=== Written exercise 1 ===
Copy out the part of the Oscar comments that begins at the words "Posted on Saturday January 30, 2010, 14:29" and stops after "be duely ignored.".

=== Source ===
>>>

Posted on Saturday January 30, 2010, 13:15
Completely 100% agree with you on Sam Rockwell and Moon. I loved Avatar, big fan of Cameron and everything but i was suprised when it one the globe for Best Picture. But maybe that could make it a shoein for Picture at the oscars? But with 10 nominees in that category this year that opens up places for films that normally wouldn't get nominated. Here's hoping Star Trek gets a nod, that film was amazing. Really hope 500 Days Of Summer gets something, anything.
Posted on Saturday January 30, 2010, 14:29
While I am very much pleased Moon and Basterds' are getting some attention, I still feel the most underrated film of the year was A Serious Man. As much as I would love to see a Best Pic, Director, Screenplay and perhaps best actor, I am safely in the knowledge that one of the great films of our time will be duely ignored.
Posted on Saturday January 30, 2010, 15:00
I'd be pretty disappointed if Avatar got Best Picture because it's such an overdone story, i'd much rather see it go to The Hurt Locker or Inglourious Basterds because they do new, interesting stuff. I don't really understand all the love for Avatar bar the great sfx,
Posted on Saturday January 30, 2010, 18:06
I am so glad someone else has recognized Sam Rockwell for the Best Actor nod. His performance was incredible an he's such a brilliant actor that deserves to get some recognition.
Posted on Sunday January 31, 2010, 12:59
I am surprised more at the lack of acknowledgement that has been attributed to the cast of The Hurt Locker (easily my favourite Hollywood film of last year) - not one of the ensemble performers put a foot wrong in one of the most tense and exciting thrillers in years. I'd choose Bigelow's representation of war over Tarantino's any day.

<<<

=== Written exercise 2 ===
Please render the whole listing below as a JSON list of strings, one string for each line, with blank lines and the pictures left out.

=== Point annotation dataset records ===

>>>

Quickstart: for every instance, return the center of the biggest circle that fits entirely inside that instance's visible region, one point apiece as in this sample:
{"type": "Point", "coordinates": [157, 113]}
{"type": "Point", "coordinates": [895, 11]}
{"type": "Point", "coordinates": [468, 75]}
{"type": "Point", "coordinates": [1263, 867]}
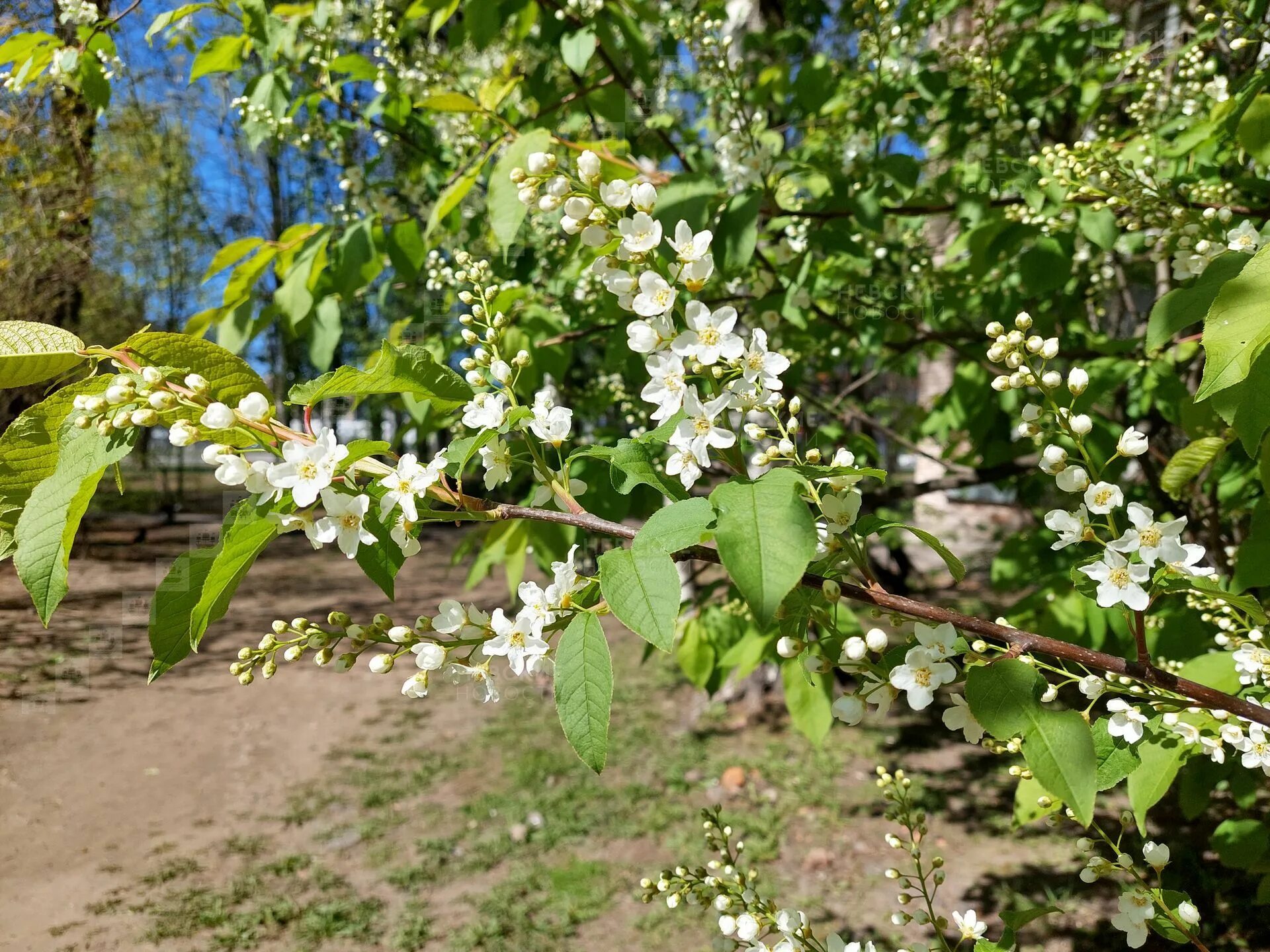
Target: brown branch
{"type": "Point", "coordinates": [1015, 637]}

<<<

=== Output 1 ===
Posted on Saturday January 30, 2010, 14:29
While I am very much pleased Moon and Basterds' are getting some attention, I still feel the most underrated film of the year was A Serious Man. As much as I would love to see a Best Pic, Director, Screenplay and perhaps best actor, I am safely in the knowledge that one of the great films of our time will be duely ignored.

=== Output 2 ===
[
  "Quickstart: for every instance, return the center of the biggest circle that fits entirely inside that instance's visible region, one point apiece as in this sample:",
  "{\"type\": \"Point\", \"coordinates\": [157, 113]}",
  "{\"type\": \"Point\", \"coordinates\": [895, 11]}",
  "{\"type\": \"Point\", \"coordinates\": [468, 75]}",
  "{\"type\": \"Point\", \"coordinates\": [1263, 867]}",
  "Target: brown branch",
  "{\"type\": \"Point\", \"coordinates\": [1015, 637]}"
]